Das ist soweit uch ok. Pribier bitte mail die Mommandos:

pwck

und

grpck

umd das Format der Dateien zu überprüfen.


----------



## Falloutboy6 (14. Juli 2008)

pwck gibt aus:



> rescue:/# pwck
> user lp: directory /var/spool/lpd does not exist
> user mail: directory /var/spool/clientmqueue does not exist
> user games: directory /var/games does not exist
> ...


grpck gibt aus:


> rescue:/# grpck
> 'IsarIT' is a member of the 'root' group in /etc/group but not in /etc/gshadow
> 'Jan' is a member of the 'root' group in /etc/group but not in /etc/gshadow
> 'daemon' is a member of the 'bin' group in /etc/group but not in /etc/gshadow
> ...


----------



## Till (15. Juli 2008)

Ist das die echte ausgabe oder hast Du die Pfade mit /XnirvanaX ersetzt?


----------



## Falloutboy6 (15. Juli 2008)

Das ist die echt Ausgabe. Ich habe da nichts ersetzt.


----------



## Falloutboy6 (16. Juli 2008)

So,

ich hab die Kiste jetzt komplett neu aufgesetzt.
Nun hänge ich bei 2 Punkten.

1.) Wenn ich mich einlogge will im Ispconfig-Adminbereich gebe ich User Passwort ein sieht dann auch so aus als wenns passen würde, beim Firefox taucht auch die kleine Toolbar auf "Passwort speichern", aber ich komm nicht ins System rein, er sagt nicht User oder Passwort falsch. Das einzige was er bringt in der Adressleiste


> https://www.werbeagentur-hanna.com:81/login.php?err=


2.) Das andere Problem ist wie bekomm ich jetzt die gesichterten Daten in das neue System rein? Das Problem dabei ist, das die shadow und passwd ziemlich kaputt sind. Ich habe schon hier 1-2 Anleitungen gefunden aber das klappt leider nicht.

Wäre super wenn einer mir helfen könnte.

Dankeschön


----------



## Falloutboy6 (16. Juli 2008)

So,

ich hab die Kiste jetzt komplett neu aufgesetzt.
Nun hänge ich bei 2 Punkten.

1.) Wenn ich mich einlogge will im Ispconfig-Adminbereich gebe ich User Passwort ein sieht dann auch so aus als wenns passen würde, beim Firefox taucht auch die kleine Toolbar auf "Passwort speichern", aber ich komm nicht ins System rein, er sagt nicht User oder Passwort falsch. Das einzige was er bringt in der Adressleiste


> https://www.werbeagentur-hanna.com:81/login.php?err=


2.) Das andere Problem ist wie bekomm ich jetzt die gesichterten Daten in das neue System rein? Das Problem dabei ist, das die shadow und passwd ziemlich kaputt sind. Ich habe schon hier 1-2 Anleitungen gefunden aber das klappt leider nicht.

Wäre super wenn einer mir helfen könnte.

Dankeschön


----------



## Till (16. Juli 2008)

1) Wie hast Du denn genau die ISPConfig Datenbank zurücjgespielt?

____________________

ZU ERLEDIGENDE AUFGABEN
(A) Mit welchen beiden Befehlen soll laut dem Forumsverlauf zu ISPConfig das Format der Dateien überprüft werden?
(B) Führe den Forumsverlauf zu ISPConfig im Anschluss an seinen letzten Satz weiter.

____________________

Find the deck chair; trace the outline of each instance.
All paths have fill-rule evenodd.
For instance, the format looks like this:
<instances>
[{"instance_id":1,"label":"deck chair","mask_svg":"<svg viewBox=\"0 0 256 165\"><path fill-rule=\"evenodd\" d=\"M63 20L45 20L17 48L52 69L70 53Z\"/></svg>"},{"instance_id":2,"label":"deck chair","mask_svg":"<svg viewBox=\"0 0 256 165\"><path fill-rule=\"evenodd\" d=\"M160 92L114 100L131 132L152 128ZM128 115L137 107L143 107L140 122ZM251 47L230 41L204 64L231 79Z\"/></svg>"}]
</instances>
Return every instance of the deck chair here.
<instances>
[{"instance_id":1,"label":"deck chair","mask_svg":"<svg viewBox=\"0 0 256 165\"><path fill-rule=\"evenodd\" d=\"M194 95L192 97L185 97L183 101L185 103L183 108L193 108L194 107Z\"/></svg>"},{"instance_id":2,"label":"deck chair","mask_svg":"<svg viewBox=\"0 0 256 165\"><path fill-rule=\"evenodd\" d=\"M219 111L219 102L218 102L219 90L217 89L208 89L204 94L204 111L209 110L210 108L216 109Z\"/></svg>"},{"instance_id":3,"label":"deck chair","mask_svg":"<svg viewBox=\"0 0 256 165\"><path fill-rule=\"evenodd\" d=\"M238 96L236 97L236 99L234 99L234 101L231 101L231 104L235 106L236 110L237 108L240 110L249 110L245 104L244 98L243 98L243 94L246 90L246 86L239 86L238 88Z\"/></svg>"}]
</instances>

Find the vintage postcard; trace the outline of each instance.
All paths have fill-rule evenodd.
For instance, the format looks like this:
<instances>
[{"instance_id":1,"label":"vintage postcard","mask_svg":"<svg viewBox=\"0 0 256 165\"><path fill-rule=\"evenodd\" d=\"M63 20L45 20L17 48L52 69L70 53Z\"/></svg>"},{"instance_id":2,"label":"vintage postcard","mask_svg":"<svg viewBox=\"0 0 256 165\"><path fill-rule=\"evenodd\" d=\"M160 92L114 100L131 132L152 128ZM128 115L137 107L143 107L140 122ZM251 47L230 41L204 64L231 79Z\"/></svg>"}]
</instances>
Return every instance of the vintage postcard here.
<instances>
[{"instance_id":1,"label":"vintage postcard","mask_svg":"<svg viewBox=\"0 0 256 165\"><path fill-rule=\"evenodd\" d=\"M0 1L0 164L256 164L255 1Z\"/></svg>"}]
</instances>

____________________

ANTWORTEN DER REIHE
(A) Mit pwck und grpck.

(B)
2) Du kannst Die User durch ISPConfig wieder erstellen lassen, führe dazu die Folgenden MySQL Befehle in der datenbank aus:

update isp_isp_web SET status = 'n' WHERE status = '';
update isp_isp_user SET status = 'n' WHERE status = '';
update dns_isp_dns SET status = 'n' WHERE status = '';

Dann änderst Du irgend eine Einstellung eines webs in ISPConfig und klickst auf speichern, ISPConfig legt nun alle webs und user neu an. Die Usaer haben dann alle kein Passwort, Du müsstest also das verschlüsselte Passwort jedes Users aus der alten Shadow datei in die neue shadow Datei kopieren.


----------



## Falloutboy6 (16. Juli 2008)

Ich hab einfach die neue Umbenannt und die alte dann reinkopiert.


----------



## Till (16. Juli 2008)

Ok,wenn das neue System die gleiche Linuxdistribution nutzt, sollte es gehen. Dann prüfe mal, ob Du Dich mit den MySQL Zugangsdaten die in /home/admispconfig/ispconfig/lib/config.inc.php ind die mysql datenbank, z.B. mit ühümyadmin oder dem mysql Kommado auf der Shell einloggen kannst.


----------



## Falloutboy6 (16. Juli 2008)

Beim Update bekomme ich nun folgende Meldung



> *Fehler*
> 
> *SQL-Befehl:*
> UPDATE isp_isp_web SET  STATUS  =  'n' WHERE  STATUS  =  ''
> ...





Zitat von Till:


> 1) Wie hast Du denn genau die ISPConfig Datenbank zurücjgespielt?
> 
> 2) Du kannst Die User durch ISPConfig wieder erstellen lassen, führe dazu die Folgenden MySQL Befehle in der datenbank aus:
> 
> ...


----------



## Falloutboy6 (16. Juli 2008)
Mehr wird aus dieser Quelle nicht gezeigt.